■ Task goal: Determine how many lines in the entries below contain the string "tail", with case taken into account. Reply with the number alone.

##### Dataset entries #####

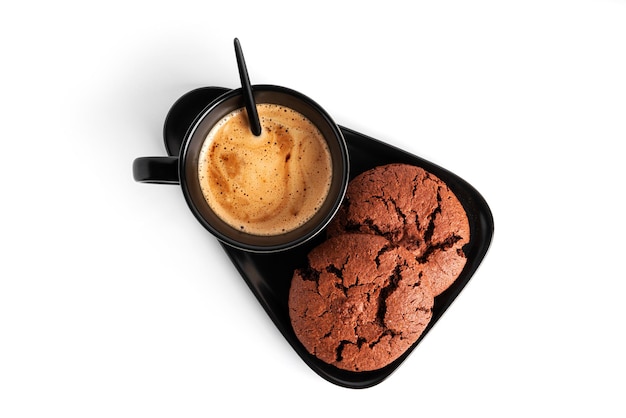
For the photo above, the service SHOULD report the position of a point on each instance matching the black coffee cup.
(183, 169)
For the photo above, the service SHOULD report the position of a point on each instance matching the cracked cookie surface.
(360, 302)
(414, 209)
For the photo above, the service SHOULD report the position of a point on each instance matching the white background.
(115, 302)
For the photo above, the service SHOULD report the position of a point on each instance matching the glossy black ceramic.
(182, 167)
(269, 275)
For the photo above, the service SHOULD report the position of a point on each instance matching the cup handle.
(158, 170)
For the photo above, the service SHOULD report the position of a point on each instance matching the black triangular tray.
(269, 275)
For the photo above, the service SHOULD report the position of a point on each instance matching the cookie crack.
(440, 246)
(387, 290)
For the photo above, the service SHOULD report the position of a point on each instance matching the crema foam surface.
(268, 184)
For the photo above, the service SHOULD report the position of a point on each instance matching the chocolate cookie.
(360, 303)
(411, 208)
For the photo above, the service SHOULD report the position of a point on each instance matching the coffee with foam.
(270, 184)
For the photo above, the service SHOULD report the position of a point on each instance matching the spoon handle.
(248, 96)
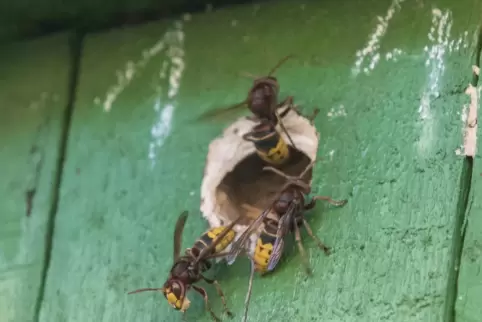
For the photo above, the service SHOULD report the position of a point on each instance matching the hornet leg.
(220, 293)
(304, 257)
(201, 291)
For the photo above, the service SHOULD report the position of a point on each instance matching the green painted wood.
(388, 140)
(33, 96)
(469, 286)
(20, 19)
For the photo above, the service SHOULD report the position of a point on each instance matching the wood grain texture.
(33, 97)
(392, 154)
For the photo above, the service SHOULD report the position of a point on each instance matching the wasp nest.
(234, 183)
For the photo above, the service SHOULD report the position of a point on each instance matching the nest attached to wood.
(234, 183)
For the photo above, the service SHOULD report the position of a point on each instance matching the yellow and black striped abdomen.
(263, 250)
(208, 237)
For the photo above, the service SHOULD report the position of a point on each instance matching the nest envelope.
(234, 183)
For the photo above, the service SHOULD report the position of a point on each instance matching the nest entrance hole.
(248, 189)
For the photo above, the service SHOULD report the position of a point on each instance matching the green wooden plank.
(469, 286)
(393, 154)
(33, 96)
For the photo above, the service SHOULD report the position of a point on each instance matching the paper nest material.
(230, 152)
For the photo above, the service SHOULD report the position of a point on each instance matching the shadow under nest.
(248, 189)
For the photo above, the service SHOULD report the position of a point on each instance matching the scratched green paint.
(33, 92)
(392, 242)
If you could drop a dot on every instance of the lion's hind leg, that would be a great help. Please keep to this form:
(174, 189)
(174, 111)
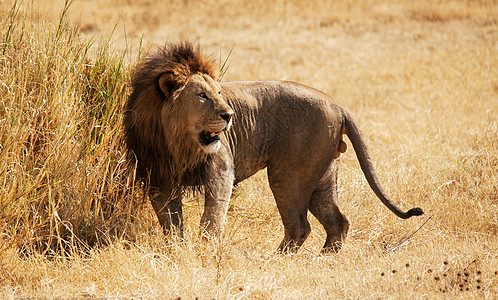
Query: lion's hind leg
(292, 202)
(323, 205)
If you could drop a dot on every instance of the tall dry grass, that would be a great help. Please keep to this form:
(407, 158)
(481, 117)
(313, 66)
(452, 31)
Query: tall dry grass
(421, 77)
(65, 182)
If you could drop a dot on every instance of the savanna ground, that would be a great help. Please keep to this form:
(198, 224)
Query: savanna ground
(421, 77)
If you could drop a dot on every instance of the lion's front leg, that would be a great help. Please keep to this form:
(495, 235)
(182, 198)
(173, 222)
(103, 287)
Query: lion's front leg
(168, 207)
(218, 190)
(215, 208)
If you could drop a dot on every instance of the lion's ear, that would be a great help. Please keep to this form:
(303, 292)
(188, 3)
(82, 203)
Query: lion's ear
(168, 83)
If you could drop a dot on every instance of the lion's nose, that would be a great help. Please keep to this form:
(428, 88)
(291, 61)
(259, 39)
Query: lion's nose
(226, 116)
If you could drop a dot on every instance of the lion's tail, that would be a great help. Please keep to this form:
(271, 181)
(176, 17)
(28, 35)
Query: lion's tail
(354, 134)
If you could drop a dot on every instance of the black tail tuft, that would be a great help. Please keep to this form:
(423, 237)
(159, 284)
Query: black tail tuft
(417, 211)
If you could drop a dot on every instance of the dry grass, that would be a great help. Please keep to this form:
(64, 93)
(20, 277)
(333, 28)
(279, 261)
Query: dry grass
(421, 77)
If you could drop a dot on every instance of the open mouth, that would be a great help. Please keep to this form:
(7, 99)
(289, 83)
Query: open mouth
(207, 138)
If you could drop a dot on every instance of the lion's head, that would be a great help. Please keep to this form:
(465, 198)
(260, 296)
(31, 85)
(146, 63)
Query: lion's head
(175, 114)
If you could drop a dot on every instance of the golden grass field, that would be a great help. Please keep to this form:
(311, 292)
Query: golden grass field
(420, 76)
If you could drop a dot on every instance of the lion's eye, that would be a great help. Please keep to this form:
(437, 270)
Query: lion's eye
(203, 96)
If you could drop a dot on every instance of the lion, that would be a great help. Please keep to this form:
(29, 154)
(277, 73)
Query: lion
(185, 129)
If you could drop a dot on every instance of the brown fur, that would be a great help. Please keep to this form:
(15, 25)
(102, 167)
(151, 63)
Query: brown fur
(293, 130)
(163, 151)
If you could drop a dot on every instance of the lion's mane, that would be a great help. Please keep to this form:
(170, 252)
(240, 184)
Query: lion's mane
(155, 138)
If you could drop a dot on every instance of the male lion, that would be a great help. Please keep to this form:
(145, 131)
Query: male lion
(178, 129)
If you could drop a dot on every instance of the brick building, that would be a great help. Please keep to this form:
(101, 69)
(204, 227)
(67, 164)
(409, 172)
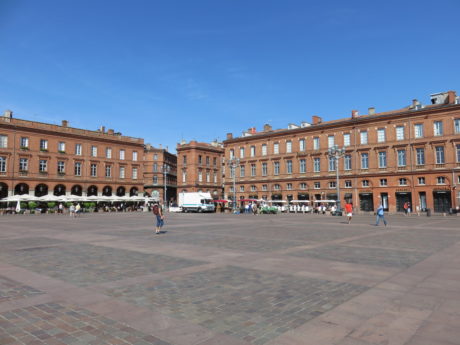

#####

■ Written reply: 4